_OBJECTIVE A:_ Reproduce every one of the entries from the stored collection that follows the text, copying each line without alteration.

_TEXT TO READ:_
::::::::::

An estimated 22% of incarcerated federal offenders have a sexual offence conviction. Over a two-year period, this population has increased by about 10%.

The law surrounding sexual offences was also transformed in the 1980s. Legislation in 1983 abolished the offences of rape, attempted rape and indecent assault and replaced them with three levels of sexual assault parallel with the three levels of non- sexual assault as described above.
As with assaults, the three levels of sexual assault correspond to the degree of injury and the presence of a weapon.

In addition, three child sexual abuse offences came into effect in 1988: sexual interference, invitation to sexual touching and sexual exploitation. These offences, together with incest, are included in the category of "other sexual offences." The rate at which these offences were reported to police since 1988 has remained constant, at between 12 and 14 per 100,000 population.

As Figure 3 illustrates, there was a dramatic increase in the rate of sexual assaults recorded by the police since 1983, due almost entirely to level 1 offences. A total of 27,257 level 1 offences was reported in 1995 (92 per 100,000 population), and this is more than twice the 1983 rate of 41 per 100,000 (10,542 incidents). Levels 2 and 3 sexual assaults have remained constant at between 1 and 4 per 100,000.

Robbery

Robbery offenders constitute about 36% of the total federal incarcerated population, an increase of about 1.6% in the last two years.

::::::::::

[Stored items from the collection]
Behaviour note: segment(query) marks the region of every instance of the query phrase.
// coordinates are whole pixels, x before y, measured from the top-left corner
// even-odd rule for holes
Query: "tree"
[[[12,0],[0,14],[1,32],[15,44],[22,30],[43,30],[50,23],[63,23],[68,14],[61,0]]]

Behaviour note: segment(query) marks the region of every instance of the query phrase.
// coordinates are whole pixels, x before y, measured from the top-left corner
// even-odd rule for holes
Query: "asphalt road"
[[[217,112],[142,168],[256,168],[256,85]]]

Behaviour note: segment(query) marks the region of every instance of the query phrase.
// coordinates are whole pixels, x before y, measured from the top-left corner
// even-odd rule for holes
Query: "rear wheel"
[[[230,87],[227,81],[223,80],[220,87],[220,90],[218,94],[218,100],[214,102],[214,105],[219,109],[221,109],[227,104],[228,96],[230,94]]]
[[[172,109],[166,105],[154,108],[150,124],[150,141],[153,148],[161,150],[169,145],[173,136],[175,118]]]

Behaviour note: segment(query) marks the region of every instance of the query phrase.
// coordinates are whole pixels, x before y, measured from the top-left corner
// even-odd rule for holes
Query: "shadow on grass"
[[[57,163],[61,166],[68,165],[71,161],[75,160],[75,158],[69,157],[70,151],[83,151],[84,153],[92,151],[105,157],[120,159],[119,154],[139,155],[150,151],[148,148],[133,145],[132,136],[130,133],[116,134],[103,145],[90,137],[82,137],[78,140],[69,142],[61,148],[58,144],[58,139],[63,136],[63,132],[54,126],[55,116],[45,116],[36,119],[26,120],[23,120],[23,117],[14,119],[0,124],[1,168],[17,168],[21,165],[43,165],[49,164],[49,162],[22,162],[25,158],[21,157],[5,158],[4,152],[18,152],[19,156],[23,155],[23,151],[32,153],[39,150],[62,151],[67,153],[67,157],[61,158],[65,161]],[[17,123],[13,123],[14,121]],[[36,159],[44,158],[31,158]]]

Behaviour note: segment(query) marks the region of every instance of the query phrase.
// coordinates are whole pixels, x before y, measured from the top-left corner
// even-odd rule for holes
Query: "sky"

::::::::::

_OBJECTIVE B:_ According to the text on offence statistics, what accounts for the dramatic increase in sexual assaults recorded by police since 1983?

_CORRECT RESULT A:_
Behaviour note: segment(query) marks the region of every instance of the query phrase.
// coordinates are whole pixels, x before y, measured from the top-left corner
// even-odd rule for holes
Query: "tree"
[[[12,0],[0,14],[1,32],[15,44],[22,30],[43,30],[50,23],[63,23],[68,14],[61,0]]]

Behaviour note: segment(query) marks the region of every instance of the query phrase.
// coordinates are whole pixels, x before y, measured from the top-left corner
// even-odd rule for holes
Query: "asphalt road"
[[[217,112],[142,168],[256,168],[256,85]]]

Behaviour note: segment(query) marks the region of every instance of the query phrase.
// coordinates are whole pixels, x before y, measured from the top-left corner
// even-odd rule for holes
Query: "rear wheel"
[[[230,87],[227,81],[223,80],[220,87],[220,90],[218,94],[218,100],[214,102],[214,105],[219,109],[221,109],[227,104],[228,96],[230,94]]]
[[[172,109],[166,105],[154,108],[150,124],[150,141],[153,148],[161,150],[169,145],[173,136],[175,118]]]

Behaviour note: segment(query) marks the region of every instance of the query phrase.
// coordinates are whole pixels, x before y, measured from the top-left corner
// even-odd rule for holes
Query: "shadow on grass"
[[[57,163],[61,166],[68,165],[71,161],[75,160],[75,158],[69,157],[70,151],[83,151],[84,153],[92,151],[105,157],[120,159],[119,154],[139,155],[150,151],[148,148],[133,145],[132,136],[130,133],[116,134],[103,145],[90,137],[82,137],[78,140],[69,142],[61,148],[58,144],[58,139],[63,136],[63,132],[54,126],[55,116],[45,116],[36,119],[26,120],[23,120],[23,117],[14,119],[0,124],[1,168],[17,168],[21,165],[43,165],[49,164],[49,162],[22,162],[25,158],[21,157],[5,158],[4,152],[18,152],[19,156],[23,155],[23,151],[32,153],[39,150],[62,151],[67,153],[67,157],[61,158],[65,161]],[[17,123],[13,123],[14,121]],[[36,159],[44,158],[31,158]]]

Behaviour note: segment(query) marks the region of every instance of the query phrase.
// coordinates are whole pixels, x before y, measured from the top-left corner
// even-odd rule for holes
Query: "sky"

_CORRECT RESULT B:_ The increase was due almost entirely to level 1 offences. In 1995, police recorded 27,257 level 1 offences, or 92 per 100,000 population, which is more than twice the 1983 rate of 41 per 100,000. Levels 2 and 3 sexual assaults remained constant at between 1 and 4 per 100,000.